SUPPLIED RECORDS
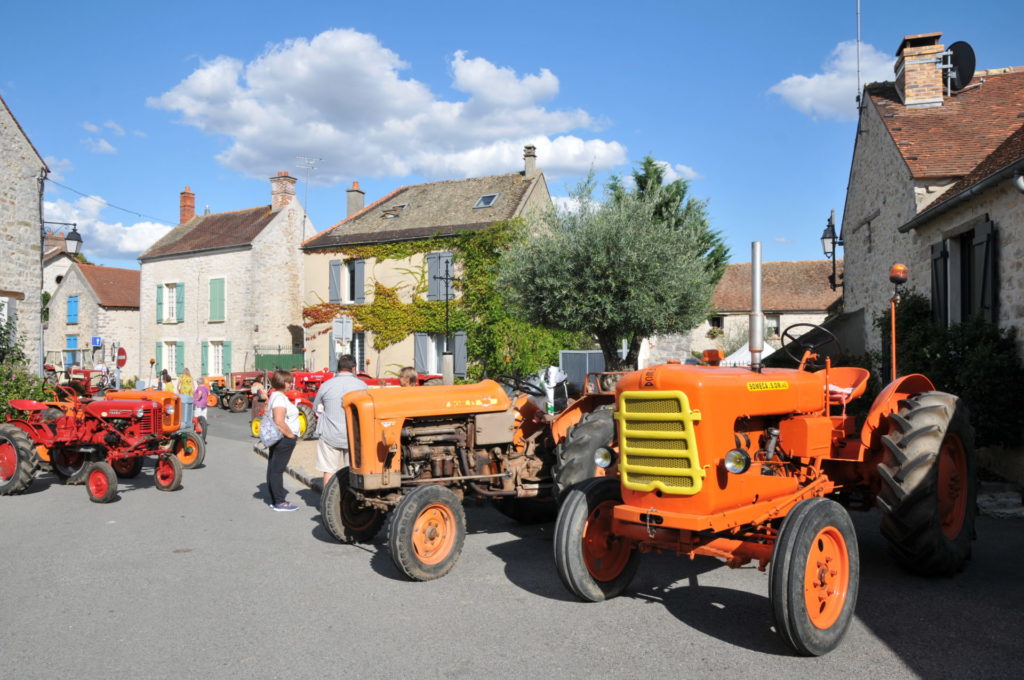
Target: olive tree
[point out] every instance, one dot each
(617, 270)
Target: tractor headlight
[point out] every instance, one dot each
(737, 461)
(604, 457)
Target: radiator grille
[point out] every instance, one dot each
(657, 442)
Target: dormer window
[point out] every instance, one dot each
(486, 201)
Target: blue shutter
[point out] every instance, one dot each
(181, 302)
(359, 293)
(334, 283)
(460, 353)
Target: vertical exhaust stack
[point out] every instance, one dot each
(757, 325)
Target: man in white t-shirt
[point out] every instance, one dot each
(332, 448)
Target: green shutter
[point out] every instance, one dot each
(181, 302)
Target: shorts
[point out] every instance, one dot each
(330, 459)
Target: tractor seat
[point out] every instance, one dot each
(846, 383)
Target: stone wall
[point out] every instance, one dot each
(20, 236)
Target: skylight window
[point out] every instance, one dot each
(486, 201)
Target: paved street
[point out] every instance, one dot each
(208, 582)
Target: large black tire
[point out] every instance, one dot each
(574, 456)
(238, 402)
(929, 484)
(426, 533)
(310, 430)
(100, 482)
(813, 604)
(16, 460)
(593, 564)
(343, 516)
(189, 449)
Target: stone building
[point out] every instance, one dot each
(936, 184)
(93, 302)
(791, 293)
(219, 288)
(22, 175)
(420, 211)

HOW TO COMPLETE THIS TASK
Give back all the data exactly, minus pictures.

RESULT OF THIS EXERCISE
Target: olive tree
[point out] every instance, one dot each
(617, 270)
Target: tractor headlight
[point out] every instance, one dot each
(737, 461)
(604, 457)
Target: radiator grille
[point out] every instance, one dot each
(657, 442)
Target: dormer window
[point out] every instance, one dot each
(486, 201)
Target: blue shutter
[point out] every instance, one dot each
(181, 302)
(359, 293)
(334, 283)
(460, 353)
Target: vertical exhaust stack
[point out] every instance, one dot each
(757, 325)
Target: man in white t-shirt
[point out] every instance, one dot each
(332, 448)
Target: green shutter
[point out] every instance, one dot each
(181, 302)
Target: shorts
[point out] every instance, one dot each
(330, 459)
Target: tractor seat
[point out] every instance, one dot each
(846, 383)
Target: stone wall
[point out] every instance, one dot each
(20, 236)
Target: skylight window
[point out] every instance, one dot each
(486, 201)
Target: paved street
[point out] every instance, one dot each
(208, 582)
Target: large black tire
[point out] every instance, one dot each
(574, 456)
(238, 402)
(929, 484)
(426, 533)
(310, 430)
(100, 482)
(813, 604)
(16, 460)
(593, 564)
(343, 516)
(189, 449)
Target: stone building
[point out] every instance, one dot each
(936, 184)
(93, 302)
(791, 293)
(219, 288)
(22, 175)
(420, 211)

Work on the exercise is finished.